=== ASSIGNED TASK ===
Give again, word for word, every line in the entries below from the line with "Target: stainless steel microwave" up to and including the line with "If you could indicate the beige", and no other line.

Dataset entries
'''
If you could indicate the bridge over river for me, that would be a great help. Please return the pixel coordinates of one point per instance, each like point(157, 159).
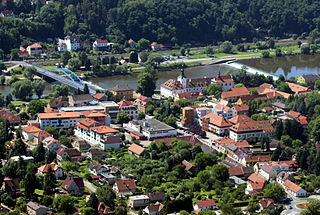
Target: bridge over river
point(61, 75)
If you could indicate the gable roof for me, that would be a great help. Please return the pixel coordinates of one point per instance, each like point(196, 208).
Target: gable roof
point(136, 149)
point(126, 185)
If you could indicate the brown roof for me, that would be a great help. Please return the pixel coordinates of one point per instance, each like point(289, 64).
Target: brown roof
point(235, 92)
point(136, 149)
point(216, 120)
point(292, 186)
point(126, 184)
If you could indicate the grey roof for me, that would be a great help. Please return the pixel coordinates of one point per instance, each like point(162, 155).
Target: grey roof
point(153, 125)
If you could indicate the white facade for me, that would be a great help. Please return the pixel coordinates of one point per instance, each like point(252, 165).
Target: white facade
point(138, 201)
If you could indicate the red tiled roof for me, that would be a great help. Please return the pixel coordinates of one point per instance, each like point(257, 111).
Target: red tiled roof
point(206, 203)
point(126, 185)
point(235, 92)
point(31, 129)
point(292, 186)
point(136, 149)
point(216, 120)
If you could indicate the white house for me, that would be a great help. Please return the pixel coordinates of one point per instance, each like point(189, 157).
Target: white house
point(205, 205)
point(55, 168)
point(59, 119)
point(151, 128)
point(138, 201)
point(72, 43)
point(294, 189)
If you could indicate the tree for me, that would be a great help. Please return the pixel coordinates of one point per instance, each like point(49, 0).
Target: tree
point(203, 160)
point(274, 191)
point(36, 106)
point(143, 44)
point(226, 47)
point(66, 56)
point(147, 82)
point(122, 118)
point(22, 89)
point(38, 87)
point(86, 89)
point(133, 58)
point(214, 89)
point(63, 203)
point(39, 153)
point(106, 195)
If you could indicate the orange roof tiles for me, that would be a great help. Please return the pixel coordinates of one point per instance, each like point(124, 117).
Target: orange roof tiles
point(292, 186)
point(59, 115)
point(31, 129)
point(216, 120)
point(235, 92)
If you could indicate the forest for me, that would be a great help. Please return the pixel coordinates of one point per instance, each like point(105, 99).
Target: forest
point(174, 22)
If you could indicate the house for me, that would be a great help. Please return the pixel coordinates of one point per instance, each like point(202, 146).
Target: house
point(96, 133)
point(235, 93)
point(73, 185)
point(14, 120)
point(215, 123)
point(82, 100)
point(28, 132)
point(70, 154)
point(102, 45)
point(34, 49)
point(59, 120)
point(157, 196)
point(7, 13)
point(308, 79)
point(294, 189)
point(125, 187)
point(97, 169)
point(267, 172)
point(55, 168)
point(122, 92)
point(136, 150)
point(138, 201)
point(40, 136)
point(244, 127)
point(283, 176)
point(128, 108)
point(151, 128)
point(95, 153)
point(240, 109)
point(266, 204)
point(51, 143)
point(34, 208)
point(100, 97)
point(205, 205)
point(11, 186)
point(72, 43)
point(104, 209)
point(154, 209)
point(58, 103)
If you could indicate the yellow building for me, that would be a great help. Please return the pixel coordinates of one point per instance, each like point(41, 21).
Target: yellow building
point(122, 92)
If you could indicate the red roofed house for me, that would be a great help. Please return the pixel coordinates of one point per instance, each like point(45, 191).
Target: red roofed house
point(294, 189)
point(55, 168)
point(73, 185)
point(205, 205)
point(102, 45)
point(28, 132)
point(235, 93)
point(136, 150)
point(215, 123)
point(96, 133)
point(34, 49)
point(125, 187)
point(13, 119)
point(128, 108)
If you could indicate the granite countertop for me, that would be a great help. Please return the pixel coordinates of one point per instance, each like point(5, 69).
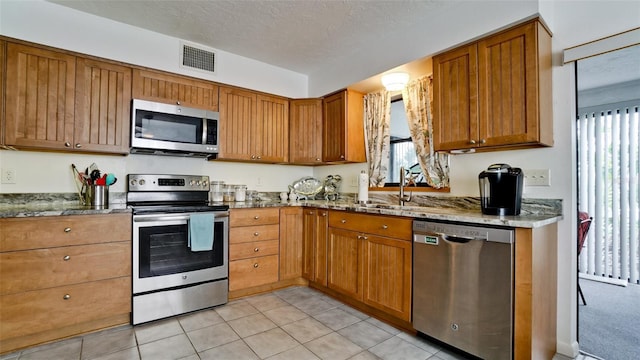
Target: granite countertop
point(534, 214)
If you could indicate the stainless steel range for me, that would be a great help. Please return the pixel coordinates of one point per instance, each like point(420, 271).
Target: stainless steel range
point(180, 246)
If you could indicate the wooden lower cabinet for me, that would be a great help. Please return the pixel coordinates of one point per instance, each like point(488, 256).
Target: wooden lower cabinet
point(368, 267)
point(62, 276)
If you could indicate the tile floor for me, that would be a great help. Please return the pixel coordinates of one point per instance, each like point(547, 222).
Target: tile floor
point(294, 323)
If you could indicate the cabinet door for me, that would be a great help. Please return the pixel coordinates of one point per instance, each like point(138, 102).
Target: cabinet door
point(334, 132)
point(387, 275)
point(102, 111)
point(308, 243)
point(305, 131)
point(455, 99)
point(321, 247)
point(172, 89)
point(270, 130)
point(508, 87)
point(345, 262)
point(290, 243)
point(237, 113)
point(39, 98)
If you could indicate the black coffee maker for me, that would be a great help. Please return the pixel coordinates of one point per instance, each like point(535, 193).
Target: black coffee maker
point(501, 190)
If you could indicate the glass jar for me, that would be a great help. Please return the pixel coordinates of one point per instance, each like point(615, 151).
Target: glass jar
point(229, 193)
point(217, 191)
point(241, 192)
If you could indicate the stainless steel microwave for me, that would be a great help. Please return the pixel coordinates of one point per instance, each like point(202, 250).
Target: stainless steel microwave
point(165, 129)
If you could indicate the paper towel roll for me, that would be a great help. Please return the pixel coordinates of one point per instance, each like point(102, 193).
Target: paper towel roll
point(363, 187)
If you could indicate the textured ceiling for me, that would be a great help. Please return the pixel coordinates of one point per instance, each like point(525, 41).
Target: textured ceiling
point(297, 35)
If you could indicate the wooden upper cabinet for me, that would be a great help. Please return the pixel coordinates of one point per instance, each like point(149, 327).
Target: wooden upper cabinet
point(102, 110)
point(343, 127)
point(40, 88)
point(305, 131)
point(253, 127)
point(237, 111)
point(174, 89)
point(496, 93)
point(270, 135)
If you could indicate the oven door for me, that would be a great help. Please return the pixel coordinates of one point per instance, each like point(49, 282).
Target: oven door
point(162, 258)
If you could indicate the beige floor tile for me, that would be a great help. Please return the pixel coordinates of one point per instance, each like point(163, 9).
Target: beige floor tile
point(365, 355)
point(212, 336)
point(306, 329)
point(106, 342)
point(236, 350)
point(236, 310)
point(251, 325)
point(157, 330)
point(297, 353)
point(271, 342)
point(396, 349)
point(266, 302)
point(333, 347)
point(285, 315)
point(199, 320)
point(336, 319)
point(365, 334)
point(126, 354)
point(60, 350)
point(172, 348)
'''
=== ANSWER SPACE ===
Target: stainless steel microwave
point(165, 129)
If you could indicate the paper towel roll for me, that would be a great help. Please return the pixel coordinates of one point per instance, each like point(102, 193).
Target: paper towel roll
point(363, 187)
If you could indicate the textured ceiling for me, that would be a great help. Please return the pixel coordinates of one point per instance, each like point(525, 41).
Target: textured ceiling
point(297, 35)
If you could indicate the wooden upper cabinet for me, that would be a great help. Please return the pixel coordinates of one point per instance, each like point(149, 327).
Target: wooden upper cabinet
point(102, 110)
point(343, 127)
point(40, 88)
point(305, 131)
point(253, 127)
point(237, 111)
point(174, 89)
point(496, 93)
point(270, 135)
If you could indicate the oven door for me, that would be a great help. Please return the pixel coordinates of one point per instance, each like point(49, 282).
Target: oven door
point(162, 258)
If you could indicate the beige floor tile for me, that would be a great help. Please return the pixel coordinates of one point per instance, each like point(163, 9).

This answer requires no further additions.